**What is needed:** Copy out word for word the portion of the leadership excerpt that opens with the words containing "There is one" and closes with "can’t name it.".

**Excerpt provided:**
++++++++
What doesn’t show up on the dashboard: the mental resignations. The ideas never shared. The talented employee quietly updating their LinkedIn. The team member who does exactly what’s asked and absolutely nothing more.

TWO TYPES OF LEADERS

The Selfish Leader

✕  Takes credit for team wins

✕  Avoids feedback that challenges them

✕  Optimizes for their own visibility

✕  Uses authority to extract compliance

✕  Talks more than they listen

✕  Manages up, neglects down

The Purpose-Driven Leader

✓  Credits the team publicly and often

✓  Actively seeks uncomfortable feedback

✓  Optimizes for others’ growth and visibility

✓  Earns commitment through trust

✓  Asks more than they tell

✓  Removes obstacles so others can shine

THE SOLUTION

The Purpose Antidote

There is one reliable cure for leadership selfishness, and it starts with a single, honest question: Why do I lead? Not the polished answer you’d give in an interview. The real one.

If your honest answer centers on status, power, compensation, or control—you’re not leading people. You’re using them. And they know it, even if they can’t name it.

The most effective leaders share a defining characteristic: their purpose is unambiguously outward-facing. It’s about what they create for others, not what leadership gives to them. Servant leadership research consistently shows that leaders who prioritize followers’ needs and redirect concern from self to others unlock measurably better outcomes—higher performance, greater engagement, reduced turnover, and stronger team cohesion.
++++++++
**Excerpted data:**
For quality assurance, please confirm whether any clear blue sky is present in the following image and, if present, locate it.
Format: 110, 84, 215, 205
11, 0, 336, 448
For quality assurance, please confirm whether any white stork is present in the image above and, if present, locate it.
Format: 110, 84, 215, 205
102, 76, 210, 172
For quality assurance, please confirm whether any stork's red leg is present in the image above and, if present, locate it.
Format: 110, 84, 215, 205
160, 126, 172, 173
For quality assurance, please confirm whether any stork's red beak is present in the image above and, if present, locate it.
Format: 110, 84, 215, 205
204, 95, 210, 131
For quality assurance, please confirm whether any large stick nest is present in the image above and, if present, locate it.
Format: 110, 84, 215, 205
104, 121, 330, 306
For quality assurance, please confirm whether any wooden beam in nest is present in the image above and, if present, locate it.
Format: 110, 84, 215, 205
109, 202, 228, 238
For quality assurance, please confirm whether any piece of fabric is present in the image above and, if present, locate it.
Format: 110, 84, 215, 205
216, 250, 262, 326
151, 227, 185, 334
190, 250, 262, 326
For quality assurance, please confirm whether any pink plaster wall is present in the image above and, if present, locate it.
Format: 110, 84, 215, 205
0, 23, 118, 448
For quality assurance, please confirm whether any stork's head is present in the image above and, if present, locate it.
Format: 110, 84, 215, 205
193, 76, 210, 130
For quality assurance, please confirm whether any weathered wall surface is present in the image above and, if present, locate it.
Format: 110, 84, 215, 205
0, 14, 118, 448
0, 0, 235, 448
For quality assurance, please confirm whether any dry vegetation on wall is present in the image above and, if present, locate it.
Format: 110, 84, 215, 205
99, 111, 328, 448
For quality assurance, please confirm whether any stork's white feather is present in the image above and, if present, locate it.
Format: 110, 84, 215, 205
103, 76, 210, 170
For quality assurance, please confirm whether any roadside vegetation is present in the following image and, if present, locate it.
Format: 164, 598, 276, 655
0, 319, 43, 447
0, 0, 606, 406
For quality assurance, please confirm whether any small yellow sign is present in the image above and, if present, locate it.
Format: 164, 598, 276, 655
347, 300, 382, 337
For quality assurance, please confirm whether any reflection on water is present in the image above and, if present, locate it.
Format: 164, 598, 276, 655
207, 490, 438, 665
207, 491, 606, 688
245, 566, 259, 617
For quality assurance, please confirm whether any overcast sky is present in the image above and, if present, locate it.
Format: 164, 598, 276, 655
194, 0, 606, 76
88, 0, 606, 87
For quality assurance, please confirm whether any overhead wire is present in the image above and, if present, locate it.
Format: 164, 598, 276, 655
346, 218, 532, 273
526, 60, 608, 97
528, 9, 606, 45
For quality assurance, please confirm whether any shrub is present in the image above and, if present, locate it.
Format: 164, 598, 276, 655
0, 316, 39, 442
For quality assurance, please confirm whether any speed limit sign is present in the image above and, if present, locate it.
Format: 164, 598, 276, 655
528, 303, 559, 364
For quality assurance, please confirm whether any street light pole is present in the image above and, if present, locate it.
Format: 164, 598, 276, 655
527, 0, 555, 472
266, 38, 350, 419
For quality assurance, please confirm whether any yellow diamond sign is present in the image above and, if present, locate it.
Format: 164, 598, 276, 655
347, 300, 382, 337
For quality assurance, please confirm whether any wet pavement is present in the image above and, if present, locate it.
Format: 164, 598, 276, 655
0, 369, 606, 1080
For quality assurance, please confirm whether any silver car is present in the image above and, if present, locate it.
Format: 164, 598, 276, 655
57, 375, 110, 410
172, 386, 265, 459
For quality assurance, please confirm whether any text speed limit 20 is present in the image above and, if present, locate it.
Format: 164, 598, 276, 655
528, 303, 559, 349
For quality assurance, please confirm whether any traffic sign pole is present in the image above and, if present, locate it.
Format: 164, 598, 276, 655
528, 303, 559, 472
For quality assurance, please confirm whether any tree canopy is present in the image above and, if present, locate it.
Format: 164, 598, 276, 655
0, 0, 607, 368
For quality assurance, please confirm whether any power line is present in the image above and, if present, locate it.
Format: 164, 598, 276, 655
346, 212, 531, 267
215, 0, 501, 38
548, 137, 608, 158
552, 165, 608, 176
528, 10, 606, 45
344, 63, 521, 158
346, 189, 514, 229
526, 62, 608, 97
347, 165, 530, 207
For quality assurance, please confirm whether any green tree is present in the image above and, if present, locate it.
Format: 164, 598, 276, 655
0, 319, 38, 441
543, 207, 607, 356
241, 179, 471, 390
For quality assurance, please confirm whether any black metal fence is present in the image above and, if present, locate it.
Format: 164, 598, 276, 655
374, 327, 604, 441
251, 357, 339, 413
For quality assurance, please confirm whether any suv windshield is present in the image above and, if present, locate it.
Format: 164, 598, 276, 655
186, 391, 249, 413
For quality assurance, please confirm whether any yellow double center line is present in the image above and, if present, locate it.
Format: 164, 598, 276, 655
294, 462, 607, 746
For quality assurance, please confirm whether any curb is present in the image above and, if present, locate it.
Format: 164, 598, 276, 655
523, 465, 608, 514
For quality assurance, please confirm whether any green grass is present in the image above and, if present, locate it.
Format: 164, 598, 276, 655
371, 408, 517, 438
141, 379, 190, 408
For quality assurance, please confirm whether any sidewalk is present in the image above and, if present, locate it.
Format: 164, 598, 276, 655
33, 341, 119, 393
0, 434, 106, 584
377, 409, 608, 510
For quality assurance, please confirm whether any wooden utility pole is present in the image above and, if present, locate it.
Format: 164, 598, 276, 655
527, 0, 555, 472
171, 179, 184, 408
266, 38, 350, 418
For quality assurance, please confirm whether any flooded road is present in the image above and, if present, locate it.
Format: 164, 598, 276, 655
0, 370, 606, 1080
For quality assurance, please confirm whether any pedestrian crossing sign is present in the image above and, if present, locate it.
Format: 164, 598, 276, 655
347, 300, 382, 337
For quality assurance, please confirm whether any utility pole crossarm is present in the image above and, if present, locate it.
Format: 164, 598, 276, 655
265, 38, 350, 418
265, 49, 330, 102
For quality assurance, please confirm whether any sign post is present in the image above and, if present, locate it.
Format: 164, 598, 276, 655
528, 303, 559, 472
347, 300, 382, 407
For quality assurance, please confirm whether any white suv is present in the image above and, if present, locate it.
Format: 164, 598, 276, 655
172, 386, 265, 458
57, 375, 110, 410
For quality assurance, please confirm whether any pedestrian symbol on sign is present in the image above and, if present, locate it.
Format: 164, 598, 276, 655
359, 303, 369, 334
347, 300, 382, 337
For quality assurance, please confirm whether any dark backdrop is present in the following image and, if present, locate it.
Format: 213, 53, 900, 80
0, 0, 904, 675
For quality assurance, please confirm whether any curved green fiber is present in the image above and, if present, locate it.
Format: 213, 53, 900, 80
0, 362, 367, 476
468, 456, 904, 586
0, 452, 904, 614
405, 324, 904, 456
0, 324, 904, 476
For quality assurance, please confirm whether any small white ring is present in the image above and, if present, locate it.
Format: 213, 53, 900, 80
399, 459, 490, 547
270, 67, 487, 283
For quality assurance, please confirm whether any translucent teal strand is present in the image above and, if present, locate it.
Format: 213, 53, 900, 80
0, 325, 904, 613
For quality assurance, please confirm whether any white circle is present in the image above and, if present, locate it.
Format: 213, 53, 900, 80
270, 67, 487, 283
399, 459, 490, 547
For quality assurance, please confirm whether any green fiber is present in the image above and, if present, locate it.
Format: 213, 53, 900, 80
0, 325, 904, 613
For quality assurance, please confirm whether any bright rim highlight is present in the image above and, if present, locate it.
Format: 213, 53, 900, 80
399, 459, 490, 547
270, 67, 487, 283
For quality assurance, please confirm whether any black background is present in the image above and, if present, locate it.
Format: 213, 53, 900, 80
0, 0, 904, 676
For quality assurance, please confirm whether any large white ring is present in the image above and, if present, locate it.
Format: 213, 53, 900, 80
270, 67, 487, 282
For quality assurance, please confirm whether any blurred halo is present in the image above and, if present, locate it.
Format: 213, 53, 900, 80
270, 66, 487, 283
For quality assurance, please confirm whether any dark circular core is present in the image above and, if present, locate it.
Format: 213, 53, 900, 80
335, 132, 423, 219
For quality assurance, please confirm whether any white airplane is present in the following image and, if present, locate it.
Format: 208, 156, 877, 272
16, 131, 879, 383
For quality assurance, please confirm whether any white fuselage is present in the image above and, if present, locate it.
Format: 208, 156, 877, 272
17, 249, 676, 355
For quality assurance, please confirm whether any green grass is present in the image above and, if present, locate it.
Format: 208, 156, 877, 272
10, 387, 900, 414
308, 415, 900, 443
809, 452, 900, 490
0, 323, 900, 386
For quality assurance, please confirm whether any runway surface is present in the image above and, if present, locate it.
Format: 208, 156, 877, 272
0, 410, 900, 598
++++++++
**Exercise solution:**
There is one reliable cure for leadership selfishness, and it starts with a single, honest question: Why do I lead? Not the polished answer you’d give in an interview. The real one.

If your honest answer centers on status, power, compensation, or control—you’re not leading people. You’re using them. And they know it, even if they can’t name it.